PASSAGE:
>>>>

For poet, activist and politician Aime Cesaire, the verdict was in: Colonizers were “the decisive actors … the adventurer and the pirate, the wholesale grocer and the ship owner, the gold digger and the merchant, appetite and force, and behind them, the baleful projected shadow of a form of civilization which, at a certain point in its history, finds itself obliged, for internal reasons, to extend to a world scale the competition of its antagonistic economies. This is not to suggest that Western European nations were the first and only countries to pursue imperialistic policies or that nothing good came out of colonial policies for the subject population.

Dinesh D’Souza, while arguing that colonialism has left many positive as well as negative legacies, has stressed that there is nothing uniquely Western about colonialism, writing: “Those who identify colonialism and empire only with the West either have no sense of history or have forgotten about the Egyptian empire, the Persian empire, the Macedonian empire, the Islamic empire, the Mongol empire, the Chinese empire, and the Aztec and Inca empires in the Americas. ”

For this paper’s purposes, however, I will focus on the British Empire, its colonizing efforts in India (1757-1947), and the effects British policy had on that subject population. A couple of caveats before examining the British-Indian relationship: experiences differed from colony to colony during this period of European imperialism; India was unique in the colonial experience because of its size and history. It also should be noted that India was rather unique among colonized lands during this era for at least two reasons.

First, South Asia was “already a major player in world commerce and possessed a well-developed trading and financial world” by the time Europeans arrived. Indigenous administrative structures already existed for taxation purposes, while commerce within the country and throughout the continent offered prospects of giant profits. Second, British India, which included today’s India, Pakistan and Bangladesh, was a region so large that there were areas in which Britain exercised direct control over the subject population and others where it exerted indirect control.

It is exceedingly difficult, therefore, to extrapolate from one experience to another. Although it is impossible to determine how India would have developed had England never established a dominating presence there, I find the results of British colonialism to have been a mixed bag for India: the negatives, however, far outweighed the positives. Liberal and democratic aspects of British colonialism in India played a significant role in leading to a democratic South Asia following Indian independence in 1947.

<<<<

TO BE DONE:
1 - Say whether each statement agrees with the passage on British colonialism, answering yes or no and quoting the exact words that decide it.
(a) The author's focus is the British Empire in India.
(b) The author judges that the positives of British rule in India outweighed the negatives.
(c) British India covered land that is now Pakistan and Bangladesh.
2 - Reproduce the section of the passage on British colonialism starting at "First, South Asia" and ending at "exerted indirect control.".
3 - Answer these questions from the passage on British colonialism:
(a) What span of years does it give for Britain's colonizing efforts in India?
(b) Besides the Aztec empire, which empire in the Americas does the D’Souza quote name?
(c) What two kinds of control did Britain exercise in different areas of British India?
Work only from the passage on British colonialism.

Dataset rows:
>>>>

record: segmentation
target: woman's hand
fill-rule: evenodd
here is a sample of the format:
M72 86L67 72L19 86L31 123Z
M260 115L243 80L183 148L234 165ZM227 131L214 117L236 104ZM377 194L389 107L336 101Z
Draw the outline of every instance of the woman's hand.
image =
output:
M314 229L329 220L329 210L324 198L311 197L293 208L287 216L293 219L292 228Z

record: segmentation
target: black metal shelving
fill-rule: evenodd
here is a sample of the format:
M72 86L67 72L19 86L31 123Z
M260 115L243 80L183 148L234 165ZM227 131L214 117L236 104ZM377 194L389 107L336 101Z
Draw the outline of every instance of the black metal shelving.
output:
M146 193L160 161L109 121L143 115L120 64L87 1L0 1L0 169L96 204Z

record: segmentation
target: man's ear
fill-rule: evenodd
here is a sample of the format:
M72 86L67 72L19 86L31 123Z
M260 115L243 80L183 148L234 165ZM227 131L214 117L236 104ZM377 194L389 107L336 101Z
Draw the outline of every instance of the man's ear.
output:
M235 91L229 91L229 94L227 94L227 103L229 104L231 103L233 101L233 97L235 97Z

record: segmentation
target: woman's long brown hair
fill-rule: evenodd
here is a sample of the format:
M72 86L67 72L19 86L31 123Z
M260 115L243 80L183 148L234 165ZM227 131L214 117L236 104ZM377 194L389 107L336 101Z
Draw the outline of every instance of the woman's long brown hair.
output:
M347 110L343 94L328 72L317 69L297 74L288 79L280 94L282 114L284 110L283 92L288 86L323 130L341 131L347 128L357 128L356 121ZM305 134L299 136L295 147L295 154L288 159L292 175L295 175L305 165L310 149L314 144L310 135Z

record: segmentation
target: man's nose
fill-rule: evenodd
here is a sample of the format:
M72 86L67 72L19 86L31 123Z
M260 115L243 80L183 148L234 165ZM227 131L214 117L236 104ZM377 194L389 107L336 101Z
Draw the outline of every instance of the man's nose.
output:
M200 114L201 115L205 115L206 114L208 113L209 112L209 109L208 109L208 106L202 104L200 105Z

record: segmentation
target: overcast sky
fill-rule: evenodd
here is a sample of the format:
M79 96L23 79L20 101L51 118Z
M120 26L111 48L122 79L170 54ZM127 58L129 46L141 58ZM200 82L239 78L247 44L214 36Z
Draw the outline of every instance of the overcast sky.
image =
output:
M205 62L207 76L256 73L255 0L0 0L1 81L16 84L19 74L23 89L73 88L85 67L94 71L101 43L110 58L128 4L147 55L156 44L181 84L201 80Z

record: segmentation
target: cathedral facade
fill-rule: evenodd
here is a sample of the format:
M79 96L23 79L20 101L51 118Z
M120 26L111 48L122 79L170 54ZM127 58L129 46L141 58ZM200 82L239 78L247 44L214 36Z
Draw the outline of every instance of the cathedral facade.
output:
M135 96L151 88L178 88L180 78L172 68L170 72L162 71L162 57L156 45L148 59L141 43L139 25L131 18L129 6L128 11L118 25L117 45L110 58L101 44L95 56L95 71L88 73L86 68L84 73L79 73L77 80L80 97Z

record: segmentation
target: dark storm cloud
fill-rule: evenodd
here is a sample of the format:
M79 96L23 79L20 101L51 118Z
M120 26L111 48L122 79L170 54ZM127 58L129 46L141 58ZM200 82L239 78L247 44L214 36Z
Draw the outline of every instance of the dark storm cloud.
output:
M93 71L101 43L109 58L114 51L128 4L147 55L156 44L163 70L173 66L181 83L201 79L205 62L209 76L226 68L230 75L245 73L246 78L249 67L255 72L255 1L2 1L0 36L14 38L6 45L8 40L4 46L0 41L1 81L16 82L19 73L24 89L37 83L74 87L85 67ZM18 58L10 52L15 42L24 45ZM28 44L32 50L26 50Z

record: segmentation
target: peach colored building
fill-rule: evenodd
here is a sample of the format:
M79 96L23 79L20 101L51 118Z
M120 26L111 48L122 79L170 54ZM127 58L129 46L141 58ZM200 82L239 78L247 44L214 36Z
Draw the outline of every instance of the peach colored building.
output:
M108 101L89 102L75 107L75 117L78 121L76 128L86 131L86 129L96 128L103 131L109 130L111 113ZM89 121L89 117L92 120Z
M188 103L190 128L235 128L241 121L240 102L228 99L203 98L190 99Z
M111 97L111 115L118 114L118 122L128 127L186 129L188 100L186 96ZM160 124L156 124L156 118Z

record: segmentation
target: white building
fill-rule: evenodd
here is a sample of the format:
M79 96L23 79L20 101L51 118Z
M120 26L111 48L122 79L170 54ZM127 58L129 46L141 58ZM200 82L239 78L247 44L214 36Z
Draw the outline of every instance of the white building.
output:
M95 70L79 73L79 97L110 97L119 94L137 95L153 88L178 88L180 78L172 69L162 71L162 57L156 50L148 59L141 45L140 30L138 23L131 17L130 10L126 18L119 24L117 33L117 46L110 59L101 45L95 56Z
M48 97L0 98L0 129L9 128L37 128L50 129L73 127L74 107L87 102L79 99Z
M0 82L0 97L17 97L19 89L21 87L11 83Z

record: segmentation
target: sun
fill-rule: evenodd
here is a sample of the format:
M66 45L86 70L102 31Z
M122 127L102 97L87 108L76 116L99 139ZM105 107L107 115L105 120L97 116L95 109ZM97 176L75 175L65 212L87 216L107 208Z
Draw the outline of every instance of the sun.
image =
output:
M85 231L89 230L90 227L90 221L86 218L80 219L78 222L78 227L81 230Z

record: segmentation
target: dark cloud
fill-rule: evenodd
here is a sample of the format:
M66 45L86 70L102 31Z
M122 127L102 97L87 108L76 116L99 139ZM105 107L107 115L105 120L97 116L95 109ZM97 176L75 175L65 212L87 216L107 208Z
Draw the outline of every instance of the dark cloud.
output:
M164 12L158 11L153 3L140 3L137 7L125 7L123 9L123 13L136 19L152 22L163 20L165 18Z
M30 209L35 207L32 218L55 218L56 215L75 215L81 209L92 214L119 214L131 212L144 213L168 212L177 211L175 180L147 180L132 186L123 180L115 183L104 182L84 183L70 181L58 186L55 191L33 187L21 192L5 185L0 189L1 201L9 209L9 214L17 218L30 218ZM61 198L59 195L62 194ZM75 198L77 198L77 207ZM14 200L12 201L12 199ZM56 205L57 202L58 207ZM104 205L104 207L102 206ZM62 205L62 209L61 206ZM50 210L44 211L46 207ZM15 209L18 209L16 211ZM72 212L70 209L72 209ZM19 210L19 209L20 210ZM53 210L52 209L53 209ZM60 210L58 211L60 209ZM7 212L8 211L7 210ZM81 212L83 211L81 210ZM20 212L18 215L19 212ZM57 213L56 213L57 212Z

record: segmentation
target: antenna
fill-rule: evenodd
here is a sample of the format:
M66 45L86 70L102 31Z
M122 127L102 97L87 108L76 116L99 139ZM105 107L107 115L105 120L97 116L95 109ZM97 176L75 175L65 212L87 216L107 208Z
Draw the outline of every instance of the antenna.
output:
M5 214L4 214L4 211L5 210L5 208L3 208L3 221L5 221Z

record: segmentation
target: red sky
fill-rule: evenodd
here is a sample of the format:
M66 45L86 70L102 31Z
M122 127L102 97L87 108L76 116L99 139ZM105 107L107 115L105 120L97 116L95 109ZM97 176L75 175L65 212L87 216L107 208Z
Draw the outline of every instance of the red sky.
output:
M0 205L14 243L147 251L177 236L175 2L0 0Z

<<<<

SOLUTIONS FOR EACH TASK:
1 -
(a) Yes: "I will focus on the British Empire, its colonizing efforts in India (1757-1947)"
(b) No: "the negatives, however, far outweighed the positives."
(c) Yes: "British India, which included today’s India, Pakistan and Bangladesh"

2 -
First, South Asia was “already a major player in world commerce and possessed a well-developed trading and financial world” by the time Europeans arrived. Indigenous administrative structures already existed for taxation purposes, while commerce within the country and throughout the continent offered prospects of giant profits. Second, British India, which included today’s India, Pakistan and Bangladesh, was a region so large that there were areas in which Britain exercised direct control over the subject population and others where it exerted indirect control.

3 -
(a) 1757-1947
(b) The Inca empire
(c) Direct control and indirect control